### FRAGMENTO DE LECTURA:
....

Son
tan intrépidos y menesterosos estos nuevos atilas de la sociedad que ejecutan
sus acciones al amparo de la oscuridad, con alevosía y nocturnidad, evocando a
los bárbaros que se jactaban de haber destruido Roma mientras caminaban por los
escombros y ruinas de los principales edificios, enarbolando como trofeos de
caza, como reconocimiento a tan grande mérito, las piezas destrozadas de
hermosas escultura, de magníficos mosaícos o los ajados y trillados lienzos de
los mejores pintores.
Son
tan valientes estas nuevas generaciones de bárbaros, tan menesterosas en sus
acciones que las centran sobre los más nobles edificios, mancillando los muros
centenarios de las iglesias o denigrando los viejos caseríos con sus lustrosas
y artísticas pintadas, que ya podían hacerlas en el salón de sus viviendas y
así sus padres verían a los artistas que tienen en sus casas y a lo mejor ellos
sin tener constancia de ello, de los virtuosos pinceles que pueden sacarlos de
pobres.

....

### MATERIAL DEL EJERCICIO:
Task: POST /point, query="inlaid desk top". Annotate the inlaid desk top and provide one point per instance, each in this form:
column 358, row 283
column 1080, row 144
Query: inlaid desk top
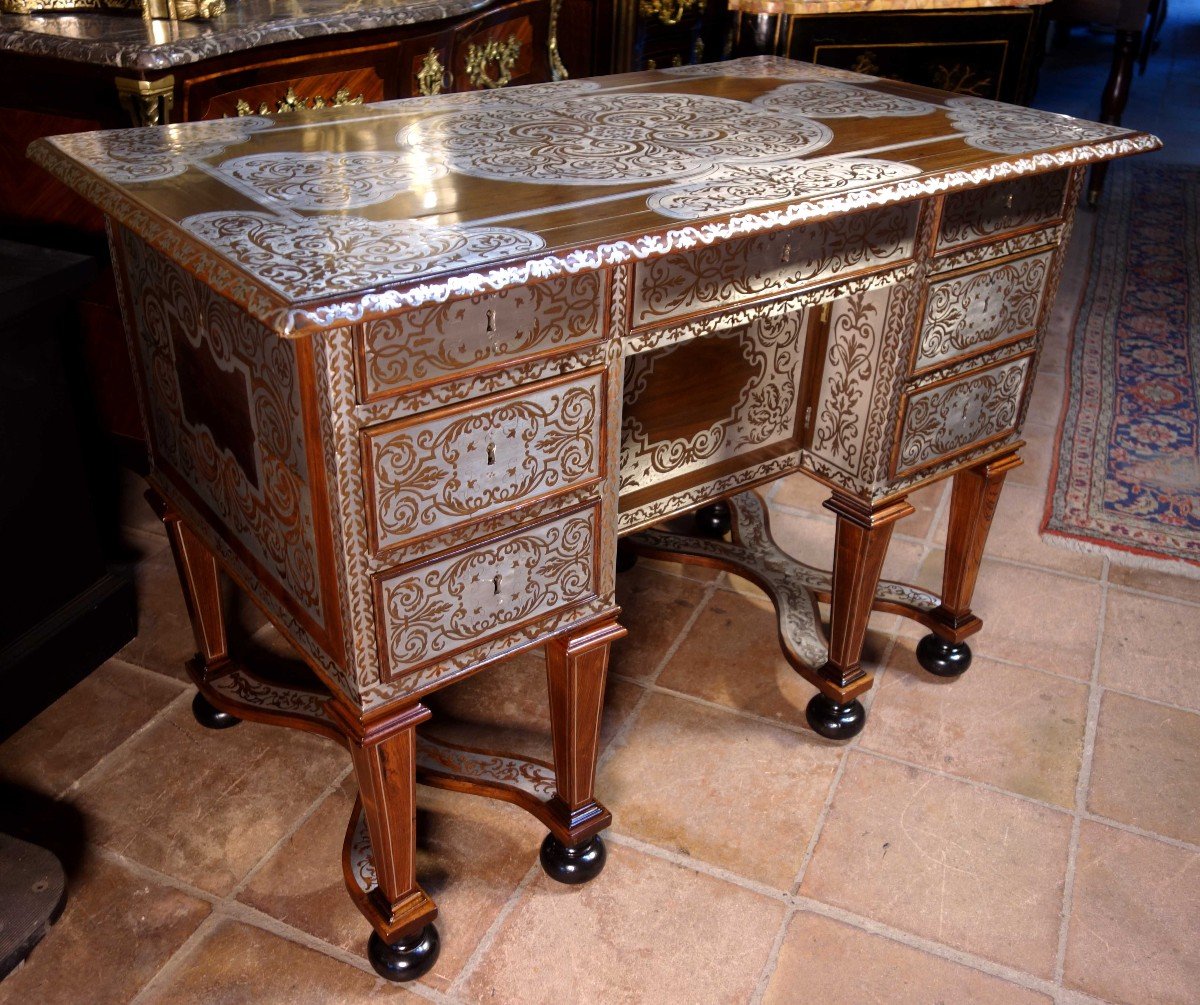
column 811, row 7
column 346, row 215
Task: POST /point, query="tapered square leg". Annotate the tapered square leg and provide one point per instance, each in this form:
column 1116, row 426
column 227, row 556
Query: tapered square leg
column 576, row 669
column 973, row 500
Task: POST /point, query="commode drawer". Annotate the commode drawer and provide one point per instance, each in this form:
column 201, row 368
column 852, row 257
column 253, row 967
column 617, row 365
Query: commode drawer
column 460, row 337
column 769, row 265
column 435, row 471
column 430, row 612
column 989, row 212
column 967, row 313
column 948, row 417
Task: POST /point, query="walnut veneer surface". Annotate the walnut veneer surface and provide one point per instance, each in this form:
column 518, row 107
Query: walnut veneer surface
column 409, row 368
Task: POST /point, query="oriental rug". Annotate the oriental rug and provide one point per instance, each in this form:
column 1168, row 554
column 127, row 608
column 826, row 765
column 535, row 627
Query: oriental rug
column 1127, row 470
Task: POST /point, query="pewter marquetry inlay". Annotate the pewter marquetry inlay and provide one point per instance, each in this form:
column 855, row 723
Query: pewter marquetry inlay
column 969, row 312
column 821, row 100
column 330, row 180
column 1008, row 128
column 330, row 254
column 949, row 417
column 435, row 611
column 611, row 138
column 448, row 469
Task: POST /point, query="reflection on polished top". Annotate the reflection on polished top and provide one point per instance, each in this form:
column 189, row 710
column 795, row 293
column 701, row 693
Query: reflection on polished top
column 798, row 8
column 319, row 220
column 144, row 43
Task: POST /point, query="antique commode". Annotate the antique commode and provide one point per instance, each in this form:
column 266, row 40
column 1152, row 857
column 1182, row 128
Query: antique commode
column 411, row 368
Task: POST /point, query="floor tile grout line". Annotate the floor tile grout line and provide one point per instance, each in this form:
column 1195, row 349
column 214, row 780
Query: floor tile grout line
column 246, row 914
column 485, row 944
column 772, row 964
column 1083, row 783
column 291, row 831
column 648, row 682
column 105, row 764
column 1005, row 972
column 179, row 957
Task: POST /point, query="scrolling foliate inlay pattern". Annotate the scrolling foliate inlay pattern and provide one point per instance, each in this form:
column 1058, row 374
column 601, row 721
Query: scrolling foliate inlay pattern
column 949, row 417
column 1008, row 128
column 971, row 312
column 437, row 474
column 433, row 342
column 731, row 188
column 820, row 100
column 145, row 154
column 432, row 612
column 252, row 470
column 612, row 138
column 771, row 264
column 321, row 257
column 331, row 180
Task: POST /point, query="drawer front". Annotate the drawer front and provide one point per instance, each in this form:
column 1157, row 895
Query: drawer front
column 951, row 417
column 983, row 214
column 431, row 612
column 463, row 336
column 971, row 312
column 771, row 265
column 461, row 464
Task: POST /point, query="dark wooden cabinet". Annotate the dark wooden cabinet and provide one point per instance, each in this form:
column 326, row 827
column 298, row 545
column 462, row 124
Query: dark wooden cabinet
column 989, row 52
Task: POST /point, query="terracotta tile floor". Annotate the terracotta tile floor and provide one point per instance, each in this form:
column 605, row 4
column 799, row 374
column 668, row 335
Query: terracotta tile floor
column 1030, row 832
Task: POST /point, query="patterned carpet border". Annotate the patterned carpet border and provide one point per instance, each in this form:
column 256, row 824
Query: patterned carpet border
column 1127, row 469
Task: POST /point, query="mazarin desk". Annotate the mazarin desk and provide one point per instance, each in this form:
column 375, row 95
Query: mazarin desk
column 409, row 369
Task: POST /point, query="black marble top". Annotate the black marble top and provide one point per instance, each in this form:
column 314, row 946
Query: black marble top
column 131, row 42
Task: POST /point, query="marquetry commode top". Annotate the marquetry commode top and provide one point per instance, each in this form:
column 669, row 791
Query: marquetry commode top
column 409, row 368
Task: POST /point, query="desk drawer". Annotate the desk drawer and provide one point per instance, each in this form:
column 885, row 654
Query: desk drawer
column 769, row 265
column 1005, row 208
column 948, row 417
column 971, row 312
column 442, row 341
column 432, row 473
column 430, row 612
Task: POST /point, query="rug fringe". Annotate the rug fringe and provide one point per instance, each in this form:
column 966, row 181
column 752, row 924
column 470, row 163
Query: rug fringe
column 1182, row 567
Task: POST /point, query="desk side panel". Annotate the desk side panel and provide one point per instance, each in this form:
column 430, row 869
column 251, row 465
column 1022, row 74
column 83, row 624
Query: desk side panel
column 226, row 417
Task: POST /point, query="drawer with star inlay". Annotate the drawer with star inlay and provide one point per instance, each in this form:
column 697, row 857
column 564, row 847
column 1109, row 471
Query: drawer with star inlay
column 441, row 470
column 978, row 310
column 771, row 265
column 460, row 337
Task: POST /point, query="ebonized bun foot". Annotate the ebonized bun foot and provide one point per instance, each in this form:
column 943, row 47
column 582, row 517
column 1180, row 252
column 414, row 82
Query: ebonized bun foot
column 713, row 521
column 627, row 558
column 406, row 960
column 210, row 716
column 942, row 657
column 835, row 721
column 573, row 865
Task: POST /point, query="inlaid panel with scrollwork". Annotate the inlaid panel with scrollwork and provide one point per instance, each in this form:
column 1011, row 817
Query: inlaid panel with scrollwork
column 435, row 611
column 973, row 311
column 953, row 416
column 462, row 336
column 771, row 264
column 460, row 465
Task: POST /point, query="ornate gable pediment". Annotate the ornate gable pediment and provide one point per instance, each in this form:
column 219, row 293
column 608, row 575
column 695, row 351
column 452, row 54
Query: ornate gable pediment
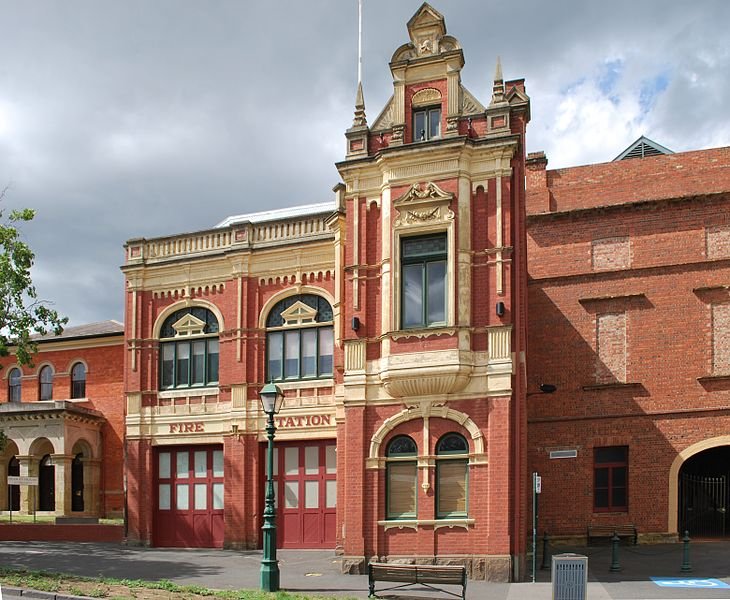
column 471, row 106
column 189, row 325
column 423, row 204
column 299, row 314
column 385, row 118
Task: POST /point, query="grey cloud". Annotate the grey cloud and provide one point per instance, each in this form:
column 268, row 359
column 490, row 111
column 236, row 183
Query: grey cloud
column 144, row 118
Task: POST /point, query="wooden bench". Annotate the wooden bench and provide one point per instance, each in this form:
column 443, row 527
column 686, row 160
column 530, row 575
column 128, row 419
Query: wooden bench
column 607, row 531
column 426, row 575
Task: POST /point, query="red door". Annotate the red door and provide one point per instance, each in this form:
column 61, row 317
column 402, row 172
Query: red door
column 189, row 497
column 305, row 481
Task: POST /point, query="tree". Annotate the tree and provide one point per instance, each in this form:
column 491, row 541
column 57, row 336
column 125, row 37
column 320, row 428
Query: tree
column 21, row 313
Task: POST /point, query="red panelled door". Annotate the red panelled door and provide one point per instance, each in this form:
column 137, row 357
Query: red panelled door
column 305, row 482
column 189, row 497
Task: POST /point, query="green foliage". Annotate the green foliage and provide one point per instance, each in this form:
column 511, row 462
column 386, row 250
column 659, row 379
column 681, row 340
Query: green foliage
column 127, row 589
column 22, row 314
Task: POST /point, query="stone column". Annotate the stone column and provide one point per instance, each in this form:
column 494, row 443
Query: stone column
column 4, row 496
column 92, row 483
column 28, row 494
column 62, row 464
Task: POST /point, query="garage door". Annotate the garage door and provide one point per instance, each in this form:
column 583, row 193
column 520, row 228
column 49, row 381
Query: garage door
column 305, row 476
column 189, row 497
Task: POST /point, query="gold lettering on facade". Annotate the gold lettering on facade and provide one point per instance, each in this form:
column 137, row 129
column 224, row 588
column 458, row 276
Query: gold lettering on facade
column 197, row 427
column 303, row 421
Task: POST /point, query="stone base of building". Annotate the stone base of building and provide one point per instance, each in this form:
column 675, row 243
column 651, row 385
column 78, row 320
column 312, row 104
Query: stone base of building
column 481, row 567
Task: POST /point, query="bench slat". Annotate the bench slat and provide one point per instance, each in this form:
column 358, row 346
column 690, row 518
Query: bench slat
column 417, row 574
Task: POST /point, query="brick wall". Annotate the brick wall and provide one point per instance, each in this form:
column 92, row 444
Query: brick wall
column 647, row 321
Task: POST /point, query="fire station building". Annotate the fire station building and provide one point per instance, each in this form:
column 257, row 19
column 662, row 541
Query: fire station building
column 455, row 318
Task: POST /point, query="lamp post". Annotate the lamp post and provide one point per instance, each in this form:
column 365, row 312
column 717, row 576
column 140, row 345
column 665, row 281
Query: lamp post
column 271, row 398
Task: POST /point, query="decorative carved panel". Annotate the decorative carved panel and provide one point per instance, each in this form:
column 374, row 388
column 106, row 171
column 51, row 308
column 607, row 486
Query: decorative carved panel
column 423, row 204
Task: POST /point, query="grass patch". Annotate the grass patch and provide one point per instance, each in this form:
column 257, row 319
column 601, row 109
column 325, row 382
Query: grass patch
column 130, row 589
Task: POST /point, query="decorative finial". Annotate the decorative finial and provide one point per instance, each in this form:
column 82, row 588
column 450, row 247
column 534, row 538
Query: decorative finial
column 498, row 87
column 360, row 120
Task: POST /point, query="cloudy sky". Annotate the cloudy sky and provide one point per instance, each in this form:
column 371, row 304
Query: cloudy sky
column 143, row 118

....

### ENUNCIADO A:
Reproduce íntegramente y sin ningún cambio el fragmento de lectura sobre los nuevos bárbaros que pintan los muros de iglesias y caseríos.
### ENUNCIADO B:
Reescribe como tabla Markdown solo las líneas de las entradas que van desde la que contiene "Annotate the walnut" hasta la que contiene "column 179, row 957", ambas incluidas. Usa las columnas Número y Línea, numera cada fila y omite las líneas en blanco.

### SOLUCIÓN A:
Son
tan intrépidos y menesterosos estos nuevos atilas de la sociedad que ejecutan
sus acciones al amparo de la oscuridad, con alevosía y nocturnidad, evocando a
los bárbaros que se jactaban de haber destruido Roma mientras caminaban por los
escombros y ruinas de los principales edificios, enarbolando como trofeos de
caza, como reconocimiento a tan grande mérito, las piezas destrozadas de
hermosas escultura, de magníficos mosaícos o los ajados y trillados lienzos de
los mejores pintores.
Son
tan valientes estas nuevas generaciones de bárbaros, tan menesterosas en sus
acciones que las centran sobre los más nobles edificios, mancillando los muros
centenarios de las iglesias o denigrando los viejos caseríos con sus lustrosas
y artísticas pintadas, que ya podían hacerlas en el salón de sus viviendas y
así sus padres verían a los artistas que tienen en sus casas y a lo mejor ellos
sin tener constancia de ello, de los virtuosos pinceles que pueden sacarlos de
pobres.

### SOLUCIÓN B:
| Número | Línea |
|---|---|
| 1 | Task: POST /point, query="walnut veneer surface". Annotate the walnut veneer surface and provide one point per instance, each in this form: |
| 2 | column 518, row 107 |
| 3 | Query: walnut veneer surface |
| 4 | column 409, row 368 |
| 5 | Task: POST /point, query="oriental rug". Annotate the oriental rug and provide one point per instance, each in this form: |
| 6 | column 1168, row 554 |
| 7 | column 127, row 608 |
| 8 | column 826, row 765 |
| 9 | column 535, row 627 |
| 10 | Query: oriental rug |
| 11 | column 1127, row 470 |
| 12 | Task: POST /point, query="pewter marquetry inlay". Annotate the pewter marquetry inlay and provide one point per instance, each in this form: |
| 13 | column 855, row 723 |
| 14 | Query: pewter marquetry inlay |
| 15 | column 969, row 312 |
| 16 | column 821, row 100 |
| 17 | column 330, row 180 |
| 18 | column 1008, row 128 |
| 19 | column 330, row 254 |
| 20 | column 949, row 417 |
| 21 | column 435, row 611 |
| 22 | column 611, row 138 |
| 23 | column 448, row 469 |
| 24 | Task: POST /point, query="reflection on polished top". Annotate the reflection on polished top and provide one point per instance, each in this form: |
| 25 | column 189, row 710 |
| 26 | column 795, row 293 |
| 27 | column 701, row 693 |
| 28 | Query: reflection on polished top |
| 29 | column 798, row 8 |
| 30 | column 319, row 220 |
| 31 | column 144, row 43 |
| 32 | Task: POST /point, query="antique commode". Annotate the antique commode and provide one point per instance, each in this form: |
| 33 | column 266, row 40 |
| 34 | column 1152, row 857 |
| 35 | column 1182, row 128 |
| 36 | Query: antique commode |
| 37 | column 411, row 368 |
| 38 | Task: POST /point, query="floor tile grout line". Annotate the floor tile grout line and provide one point per instance, each in this form: |
| 39 | column 1195, row 349 |
| 40 | column 214, row 780 |
| 41 | Query: floor tile grout line |
| 42 | column 246, row 914 |
| 43 | column 485, row 944 |
| 44 | column 772, row 964 |
| 45 | column 1083, row 783 |
| 46 | column 291, row 831 |
| 47 | column 648, row 682 |
| 48 | column 105, row 764 |
| 49 | column 1005, row 972 |
| 50 | column 179, row 957 |